• **WORK TO BE COMPLETED**
Reproduce every one of the entries below line for line, with no changes to any wording, spacing, or punctuation.

• **DATA TO USE**
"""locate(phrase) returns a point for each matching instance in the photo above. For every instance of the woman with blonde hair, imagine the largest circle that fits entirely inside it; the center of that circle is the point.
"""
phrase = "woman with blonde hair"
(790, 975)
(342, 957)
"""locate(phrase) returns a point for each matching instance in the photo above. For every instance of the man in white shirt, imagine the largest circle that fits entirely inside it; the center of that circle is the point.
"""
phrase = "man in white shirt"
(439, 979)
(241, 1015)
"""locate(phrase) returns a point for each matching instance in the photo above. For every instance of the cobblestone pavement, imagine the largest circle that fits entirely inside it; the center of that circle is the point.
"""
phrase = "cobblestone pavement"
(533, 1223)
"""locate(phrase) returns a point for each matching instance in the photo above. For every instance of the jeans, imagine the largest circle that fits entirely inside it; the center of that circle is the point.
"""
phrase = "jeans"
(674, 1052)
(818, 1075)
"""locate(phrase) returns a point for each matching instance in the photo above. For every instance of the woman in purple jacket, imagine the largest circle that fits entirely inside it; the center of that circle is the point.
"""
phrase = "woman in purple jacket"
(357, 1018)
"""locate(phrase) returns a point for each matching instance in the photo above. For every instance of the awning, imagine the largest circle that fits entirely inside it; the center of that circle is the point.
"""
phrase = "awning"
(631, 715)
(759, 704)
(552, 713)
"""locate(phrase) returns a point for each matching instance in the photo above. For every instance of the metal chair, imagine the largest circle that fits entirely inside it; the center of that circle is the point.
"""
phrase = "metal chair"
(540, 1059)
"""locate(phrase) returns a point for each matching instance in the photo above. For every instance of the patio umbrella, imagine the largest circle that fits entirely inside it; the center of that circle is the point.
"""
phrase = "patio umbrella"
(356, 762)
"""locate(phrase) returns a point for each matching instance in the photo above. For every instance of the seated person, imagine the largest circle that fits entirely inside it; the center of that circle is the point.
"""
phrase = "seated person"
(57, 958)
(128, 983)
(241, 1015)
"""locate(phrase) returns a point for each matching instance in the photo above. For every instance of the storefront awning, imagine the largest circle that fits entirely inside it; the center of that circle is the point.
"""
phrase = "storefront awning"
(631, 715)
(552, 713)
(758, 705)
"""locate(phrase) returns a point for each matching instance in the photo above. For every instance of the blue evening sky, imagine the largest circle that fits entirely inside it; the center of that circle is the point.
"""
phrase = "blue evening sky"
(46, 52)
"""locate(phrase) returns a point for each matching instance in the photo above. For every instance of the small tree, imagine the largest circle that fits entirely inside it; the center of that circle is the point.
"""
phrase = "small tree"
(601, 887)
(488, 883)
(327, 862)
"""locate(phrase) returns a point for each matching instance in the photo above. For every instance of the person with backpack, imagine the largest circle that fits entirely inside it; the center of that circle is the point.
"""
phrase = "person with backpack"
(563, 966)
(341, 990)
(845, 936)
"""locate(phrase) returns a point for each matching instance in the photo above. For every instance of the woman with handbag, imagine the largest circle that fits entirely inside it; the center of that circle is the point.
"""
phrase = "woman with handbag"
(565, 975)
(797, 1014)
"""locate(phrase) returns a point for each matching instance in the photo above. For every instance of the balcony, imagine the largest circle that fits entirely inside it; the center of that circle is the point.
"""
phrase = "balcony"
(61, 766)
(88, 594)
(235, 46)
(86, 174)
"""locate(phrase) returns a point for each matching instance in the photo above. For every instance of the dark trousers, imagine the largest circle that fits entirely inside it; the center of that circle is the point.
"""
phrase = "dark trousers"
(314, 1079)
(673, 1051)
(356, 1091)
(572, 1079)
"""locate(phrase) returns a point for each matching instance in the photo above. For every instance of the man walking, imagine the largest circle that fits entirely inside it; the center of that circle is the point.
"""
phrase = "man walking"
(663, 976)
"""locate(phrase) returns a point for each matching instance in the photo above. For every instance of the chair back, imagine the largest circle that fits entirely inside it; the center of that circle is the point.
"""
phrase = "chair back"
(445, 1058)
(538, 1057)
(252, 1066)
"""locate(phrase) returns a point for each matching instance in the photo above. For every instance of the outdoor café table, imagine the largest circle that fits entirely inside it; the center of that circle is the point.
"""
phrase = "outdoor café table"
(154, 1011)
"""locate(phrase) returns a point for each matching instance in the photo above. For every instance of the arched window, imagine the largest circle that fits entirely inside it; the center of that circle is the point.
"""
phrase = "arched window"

• **EXERCISE SOLUTION**
"""locate(phrase) returns a point for each matching instance in the photo above. For every instance of the woman with blonde hair, imagine the largest circle that fits entirely inside it; the center of that circle is the point.
"""
phrase = "woman with blonde hair"
(790, 975)
(342, 957)
"""locate(phrase) returns a point for each matching instance in the photo above. For every instance of the man in white shirt, imagine the largest circle that fits entirely inside it; the center of that circle is the point.
"""
phrase = "man in white shirt"
(439, 979)
(241, 1015)
"""locate(phrase) returns a point for each matching instance in the photo above. For every instance of the cobblestone pavement, imagine the largest circle that fits entirely inside it; the center of that circle is the point.
"""
phrase = "cobblestone pavement"
(533, 1223)
"""locate(phrase) returns a point for each matching instance in the photo above. For every instance of the jeans, imagine the largest circle that fits entirely inside it; the center of that circle is the point.
"""
phrase = "jeans"
(674, 1052)
(818, 1075)
"""locate(phrase) returns a point for each matching instance in the photo above. For every instance of the woman in purple jacket, imagine the largest circle that fits entirely inside it; the center of that circle is the point.
"""
phrase = "woman in purple jacket"
(357, 1018)
"""locate(phrase) returns a point for each matching instance in the photo above. For every instance of the awning, imagine the largest circle that fits entirely inside it; the center of that circle is the point.
"""
phrase = "awning"
(631, 715)
(759, 704)
(552, 713)
"""locate(phrase) returns a point for each matching instance in the photo above. For every instance of the metal chair, imagine the largest circle that fits entirely inside it; the center of that circle is the point.
"""
phrase = "metal chair"
(540, 1059)
"""locate(phrase) returns a point for each matching instance in the photo above. For every instance of the patio umbrella, imagine the largest circle that fits entirely inside it; the center of that circle is the point.
"""
phrase = "patio umbrella"
(356, 762)
"""locate(phrase) returns a point for each matching instance in the photo above. For every instance of the seated person, imagine the largest circle that fits entirely inside it; the center of that circle is the point.
"""
phrase = "seated person"
(57, 958)
(128, 983)
(241, 1015)
"""locate(phrase) returns a point for each matching instance in the photo above. For every instance of the storefront awning, imagine the largest circle that fits entirely inside it; the center of that circle is the point.
"""
phrase = "storefront awning"
(631, 715)
(552, 713)
(758, 705)
"""locate(phrase) returns a point for each matching instance in the photo above. For every instance of the blue evening sky, imagine the largest circle that fits entirely inside it; the center of that circle is the point.
"""
phrase = "blue evening sky"
(46, 52)
"""locate(phrase) returns a point for each matching instance in the photo above. For every instance of the small tree, imagine the largest circle that fits entirely inside it; the center of that circle is the point.
"""
phrase = "small tree"
(601, 887)
(488, 883)
(327, 862)
"""locate(phrase) returns a point for each matching instance in the photo above. For every instance of the person with backpack, imagine the largest circle that fits entirely inside it; the center of that circle is the point.
"""
phrase = "person with backpack"
(563, 966)
(341, 990)
(845, 936)
"""locate(phrase) returns a point for each matching instance in the photo above. For every instance of the woman with handbag, imagine the largest circle that fits entirely inside it; the center of that circle is the point.
"""
phrase = "woman with handbag"
(565, 975)
(797, 1014)
"""locate(phrase) returns a point for each matching instance in the photo above. For every instance of the balcony, imagine the largest circle that fits entirely inside it; the center of that circle is the point.
"""
phrase = "balcony"
(61, 766)
(88, 594)
(235, 46)
(86, 174)
"""locate(phrase) returns a point for each matching instance in the photo above. For every instance of the dark trousers, imagine the largest circle that fits entirely inside it; the center of that circle is the point.
"""
phrase = "dark trousers"
(314, 1079)
(673, 1051)
(356, 1091)
(572, 1079)
"""locate(phrase) returns a point for each matching instance in the photo above. For every instance of the man walking, imagine the largest circle that fits entirely inside it; the center of that circle is the point.
"""
phrase = "man walking"
(663, 976)
"""locate(phrase) returns a point for each matching instance in the photo above. For every instance of the chair back, imagine the largest circle that fits entirely inside it; the center of that circle is the point.
"""
phrase = "chair back"
(445, 1058)
(538, 1057)
(252, 1066)
"""locate(phrase) returns a point for each matching instance in the photo above. For every instance of the outdoor café table, imagine the largest circle that fits entirely inside it; the center of that circle is the point.
"""
phrase = "outdoor café table"
(154, 1011)
"""locate(phrase) returns a point for each matching instance in the photo above. For every instance of the arched window, imagine the largest circle that fits entirely inside it; the center of that circle is the point.
"""
phrase = "arched window"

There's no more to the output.